**YOUR OBJECTIVE:** Pick out each line of the data below that contains the string "window", and copy those lines. Matching is case-sensitive.

────────────────────

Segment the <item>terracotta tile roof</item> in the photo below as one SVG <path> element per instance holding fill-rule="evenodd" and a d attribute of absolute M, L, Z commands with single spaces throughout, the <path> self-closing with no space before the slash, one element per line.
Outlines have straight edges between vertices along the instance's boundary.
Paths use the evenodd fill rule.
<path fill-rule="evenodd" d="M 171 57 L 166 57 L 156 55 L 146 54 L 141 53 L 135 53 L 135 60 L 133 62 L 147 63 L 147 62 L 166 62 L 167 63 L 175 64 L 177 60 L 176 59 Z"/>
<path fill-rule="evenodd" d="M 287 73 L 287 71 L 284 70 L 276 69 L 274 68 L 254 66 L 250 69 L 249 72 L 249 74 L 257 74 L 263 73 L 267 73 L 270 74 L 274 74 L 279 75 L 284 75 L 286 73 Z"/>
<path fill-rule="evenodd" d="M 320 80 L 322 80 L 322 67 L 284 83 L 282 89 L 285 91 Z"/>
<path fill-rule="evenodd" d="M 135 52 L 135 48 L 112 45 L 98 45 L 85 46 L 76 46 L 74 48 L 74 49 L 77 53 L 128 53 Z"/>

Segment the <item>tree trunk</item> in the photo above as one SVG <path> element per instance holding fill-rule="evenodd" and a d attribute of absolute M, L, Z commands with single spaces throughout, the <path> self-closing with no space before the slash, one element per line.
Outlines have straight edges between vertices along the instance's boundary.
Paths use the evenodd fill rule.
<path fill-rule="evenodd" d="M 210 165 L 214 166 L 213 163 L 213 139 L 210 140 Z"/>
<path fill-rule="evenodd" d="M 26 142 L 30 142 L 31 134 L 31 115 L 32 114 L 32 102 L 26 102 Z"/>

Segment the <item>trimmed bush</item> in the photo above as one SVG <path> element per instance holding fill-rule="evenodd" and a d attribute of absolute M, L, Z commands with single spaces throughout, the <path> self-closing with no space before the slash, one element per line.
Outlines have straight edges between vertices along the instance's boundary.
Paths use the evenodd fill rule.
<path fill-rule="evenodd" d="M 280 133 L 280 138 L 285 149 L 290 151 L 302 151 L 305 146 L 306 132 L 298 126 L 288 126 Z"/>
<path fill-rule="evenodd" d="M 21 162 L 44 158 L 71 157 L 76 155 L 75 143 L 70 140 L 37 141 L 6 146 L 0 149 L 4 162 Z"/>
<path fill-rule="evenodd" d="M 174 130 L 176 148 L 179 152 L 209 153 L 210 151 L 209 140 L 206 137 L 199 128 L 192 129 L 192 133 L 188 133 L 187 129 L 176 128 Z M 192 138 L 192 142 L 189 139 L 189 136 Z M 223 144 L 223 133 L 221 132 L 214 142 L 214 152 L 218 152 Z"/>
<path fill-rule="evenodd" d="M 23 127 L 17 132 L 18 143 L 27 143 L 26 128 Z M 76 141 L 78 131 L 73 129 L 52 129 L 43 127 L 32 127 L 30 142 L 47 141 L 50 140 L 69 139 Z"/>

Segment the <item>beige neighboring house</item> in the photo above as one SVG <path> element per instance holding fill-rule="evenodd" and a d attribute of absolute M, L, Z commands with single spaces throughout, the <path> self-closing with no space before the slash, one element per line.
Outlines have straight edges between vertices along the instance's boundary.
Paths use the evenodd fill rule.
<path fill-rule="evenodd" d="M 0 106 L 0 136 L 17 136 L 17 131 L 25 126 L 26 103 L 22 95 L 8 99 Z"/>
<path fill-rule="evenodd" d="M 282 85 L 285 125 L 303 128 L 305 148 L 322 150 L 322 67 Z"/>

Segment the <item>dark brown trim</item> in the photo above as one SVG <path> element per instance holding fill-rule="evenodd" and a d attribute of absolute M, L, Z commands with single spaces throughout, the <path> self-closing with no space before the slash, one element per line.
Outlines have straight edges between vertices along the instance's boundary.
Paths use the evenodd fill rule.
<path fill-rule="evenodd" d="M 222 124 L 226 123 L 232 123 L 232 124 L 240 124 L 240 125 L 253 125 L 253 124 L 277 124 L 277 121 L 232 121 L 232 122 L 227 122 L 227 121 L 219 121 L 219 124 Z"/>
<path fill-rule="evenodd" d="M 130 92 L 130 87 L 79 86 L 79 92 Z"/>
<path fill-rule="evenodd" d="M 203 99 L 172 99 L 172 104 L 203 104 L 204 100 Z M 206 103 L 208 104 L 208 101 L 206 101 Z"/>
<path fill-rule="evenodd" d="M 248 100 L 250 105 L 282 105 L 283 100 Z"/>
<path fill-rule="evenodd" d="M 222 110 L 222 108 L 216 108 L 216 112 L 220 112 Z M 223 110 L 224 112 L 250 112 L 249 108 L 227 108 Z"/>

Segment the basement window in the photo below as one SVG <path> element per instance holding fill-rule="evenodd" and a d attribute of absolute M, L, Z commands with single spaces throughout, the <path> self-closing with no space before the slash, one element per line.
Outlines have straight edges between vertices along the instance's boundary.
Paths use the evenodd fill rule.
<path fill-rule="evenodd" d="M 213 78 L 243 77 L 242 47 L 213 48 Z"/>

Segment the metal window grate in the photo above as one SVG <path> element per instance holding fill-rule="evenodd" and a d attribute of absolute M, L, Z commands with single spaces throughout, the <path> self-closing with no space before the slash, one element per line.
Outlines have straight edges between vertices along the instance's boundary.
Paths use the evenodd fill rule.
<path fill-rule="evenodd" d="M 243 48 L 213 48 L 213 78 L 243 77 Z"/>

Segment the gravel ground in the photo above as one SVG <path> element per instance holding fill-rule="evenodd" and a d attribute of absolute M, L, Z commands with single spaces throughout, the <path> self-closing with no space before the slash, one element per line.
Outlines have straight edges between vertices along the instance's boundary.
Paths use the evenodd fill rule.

────────────────────

**RESULT OF THIS TASK:**
Segment the basement window in the photo below as one SVG <path> element per instance holding fill-rule="evenodd" and a d attribute of absolute M, L, Z commands with single spaces throughout, the <path> self-closing with no space before the slash, one element per line.
Segment the metal window grate in the photo above as one SVG <path> element per instance holding fill-rule="evenodd" and a d attribute of absolute M, L, Z commands with single spaces throughout, the <path> self-closing with no space before the slash, one element per line.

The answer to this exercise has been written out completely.